Problem to work on:
Number of lines below with "dark": work it out and reply with that number only.
++++
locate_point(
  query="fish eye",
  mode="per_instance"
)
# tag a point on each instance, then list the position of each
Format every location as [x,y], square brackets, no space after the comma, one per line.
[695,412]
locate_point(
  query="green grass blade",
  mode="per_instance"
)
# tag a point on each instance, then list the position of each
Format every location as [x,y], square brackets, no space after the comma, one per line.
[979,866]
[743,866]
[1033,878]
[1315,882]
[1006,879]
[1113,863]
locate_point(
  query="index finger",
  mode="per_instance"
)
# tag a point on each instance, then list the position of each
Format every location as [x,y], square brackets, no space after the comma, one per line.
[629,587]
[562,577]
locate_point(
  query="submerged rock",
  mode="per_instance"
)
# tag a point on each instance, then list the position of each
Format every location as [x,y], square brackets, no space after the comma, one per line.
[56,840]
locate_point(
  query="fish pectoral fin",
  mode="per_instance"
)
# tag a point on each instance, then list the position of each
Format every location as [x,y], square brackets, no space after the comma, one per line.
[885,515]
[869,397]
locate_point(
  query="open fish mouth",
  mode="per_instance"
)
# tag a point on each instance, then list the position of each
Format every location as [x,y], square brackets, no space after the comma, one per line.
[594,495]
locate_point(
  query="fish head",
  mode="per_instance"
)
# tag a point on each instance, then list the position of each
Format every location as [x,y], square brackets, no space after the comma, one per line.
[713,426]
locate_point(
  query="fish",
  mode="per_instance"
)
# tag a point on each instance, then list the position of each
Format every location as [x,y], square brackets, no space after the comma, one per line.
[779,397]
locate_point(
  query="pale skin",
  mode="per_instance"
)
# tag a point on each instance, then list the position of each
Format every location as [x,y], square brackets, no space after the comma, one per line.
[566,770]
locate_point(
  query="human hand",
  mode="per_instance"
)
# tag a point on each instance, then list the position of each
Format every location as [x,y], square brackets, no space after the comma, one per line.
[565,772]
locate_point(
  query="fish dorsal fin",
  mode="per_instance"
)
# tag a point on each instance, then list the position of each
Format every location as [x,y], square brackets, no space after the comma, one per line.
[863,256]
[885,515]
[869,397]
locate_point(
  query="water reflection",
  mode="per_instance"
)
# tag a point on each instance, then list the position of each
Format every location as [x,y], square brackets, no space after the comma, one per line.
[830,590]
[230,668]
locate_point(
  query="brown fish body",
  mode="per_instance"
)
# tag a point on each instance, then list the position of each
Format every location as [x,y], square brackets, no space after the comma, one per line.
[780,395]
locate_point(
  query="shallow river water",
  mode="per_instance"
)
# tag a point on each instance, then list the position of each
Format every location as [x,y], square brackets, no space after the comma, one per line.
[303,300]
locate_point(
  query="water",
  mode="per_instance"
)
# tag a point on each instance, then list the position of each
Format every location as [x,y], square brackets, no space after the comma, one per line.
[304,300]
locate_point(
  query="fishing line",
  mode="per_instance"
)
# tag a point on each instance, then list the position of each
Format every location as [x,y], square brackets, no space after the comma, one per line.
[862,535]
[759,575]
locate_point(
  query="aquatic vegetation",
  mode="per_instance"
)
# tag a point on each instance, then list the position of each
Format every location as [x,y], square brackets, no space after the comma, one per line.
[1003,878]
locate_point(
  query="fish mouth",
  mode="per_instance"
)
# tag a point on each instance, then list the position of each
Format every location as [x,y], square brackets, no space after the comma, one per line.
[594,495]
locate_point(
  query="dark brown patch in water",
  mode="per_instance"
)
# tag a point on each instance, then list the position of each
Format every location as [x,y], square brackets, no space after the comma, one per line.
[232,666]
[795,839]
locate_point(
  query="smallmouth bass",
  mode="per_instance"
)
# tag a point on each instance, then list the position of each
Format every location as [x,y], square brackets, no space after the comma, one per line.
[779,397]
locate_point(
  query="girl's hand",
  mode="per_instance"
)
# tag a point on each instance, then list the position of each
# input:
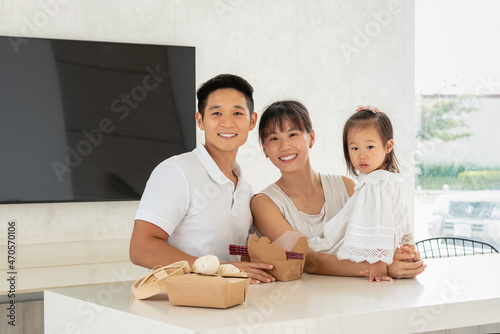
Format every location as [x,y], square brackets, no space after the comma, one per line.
[378,272]
[406,264]
[255,271]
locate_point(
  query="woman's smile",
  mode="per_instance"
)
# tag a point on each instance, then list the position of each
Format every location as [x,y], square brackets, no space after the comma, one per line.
[288,158]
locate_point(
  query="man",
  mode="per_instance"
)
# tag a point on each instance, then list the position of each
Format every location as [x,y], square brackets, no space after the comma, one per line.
[197,203]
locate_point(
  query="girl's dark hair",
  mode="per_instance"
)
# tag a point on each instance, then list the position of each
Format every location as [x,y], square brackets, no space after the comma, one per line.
[363,119]
[277,114]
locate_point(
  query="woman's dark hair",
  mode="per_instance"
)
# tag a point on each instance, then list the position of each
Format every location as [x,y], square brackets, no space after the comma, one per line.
[363,119]
[279,113]
[220,82]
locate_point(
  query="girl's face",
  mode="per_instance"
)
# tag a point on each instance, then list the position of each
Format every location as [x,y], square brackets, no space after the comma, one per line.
[366,149]
[289,149]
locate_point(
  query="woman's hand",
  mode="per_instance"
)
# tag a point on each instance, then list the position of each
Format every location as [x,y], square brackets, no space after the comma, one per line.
[406,264]
[255,271]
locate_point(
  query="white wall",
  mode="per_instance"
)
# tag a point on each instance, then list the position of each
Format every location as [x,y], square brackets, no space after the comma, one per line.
[331,55]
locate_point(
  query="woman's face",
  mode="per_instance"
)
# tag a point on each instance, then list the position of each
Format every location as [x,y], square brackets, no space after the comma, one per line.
[289,149]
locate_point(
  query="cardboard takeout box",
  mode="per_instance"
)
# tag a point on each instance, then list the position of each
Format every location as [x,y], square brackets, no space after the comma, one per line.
[207,290]
[284,269]
[190,289]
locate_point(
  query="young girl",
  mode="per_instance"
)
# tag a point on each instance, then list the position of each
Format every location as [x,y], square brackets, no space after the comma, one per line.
[375,220]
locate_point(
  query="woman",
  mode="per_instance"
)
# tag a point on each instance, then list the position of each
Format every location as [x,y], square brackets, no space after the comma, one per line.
[304,200]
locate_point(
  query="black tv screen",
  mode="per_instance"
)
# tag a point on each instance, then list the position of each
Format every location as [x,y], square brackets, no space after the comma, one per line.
[89,121]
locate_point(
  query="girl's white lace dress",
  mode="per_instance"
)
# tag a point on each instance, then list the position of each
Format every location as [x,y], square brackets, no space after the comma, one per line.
[372,224]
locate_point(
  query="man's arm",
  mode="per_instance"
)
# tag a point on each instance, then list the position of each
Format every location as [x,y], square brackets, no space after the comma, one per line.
[148,247]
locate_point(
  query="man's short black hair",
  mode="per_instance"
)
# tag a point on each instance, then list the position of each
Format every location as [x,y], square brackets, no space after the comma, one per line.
[224,81]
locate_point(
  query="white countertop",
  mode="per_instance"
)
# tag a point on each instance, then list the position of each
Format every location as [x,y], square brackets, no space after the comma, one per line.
[451,293]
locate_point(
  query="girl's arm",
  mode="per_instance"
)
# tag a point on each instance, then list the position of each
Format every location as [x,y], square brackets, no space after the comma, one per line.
[271,223]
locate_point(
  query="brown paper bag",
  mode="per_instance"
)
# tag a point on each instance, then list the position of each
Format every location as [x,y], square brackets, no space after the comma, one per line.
[262,250]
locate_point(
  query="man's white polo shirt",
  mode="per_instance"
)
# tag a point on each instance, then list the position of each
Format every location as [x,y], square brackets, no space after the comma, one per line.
[190,198]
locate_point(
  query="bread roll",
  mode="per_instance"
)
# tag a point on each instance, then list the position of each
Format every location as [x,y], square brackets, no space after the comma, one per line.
[207,264]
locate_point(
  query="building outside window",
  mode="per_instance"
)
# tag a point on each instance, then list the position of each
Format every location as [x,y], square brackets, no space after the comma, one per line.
[457,158]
++++
Task result:
3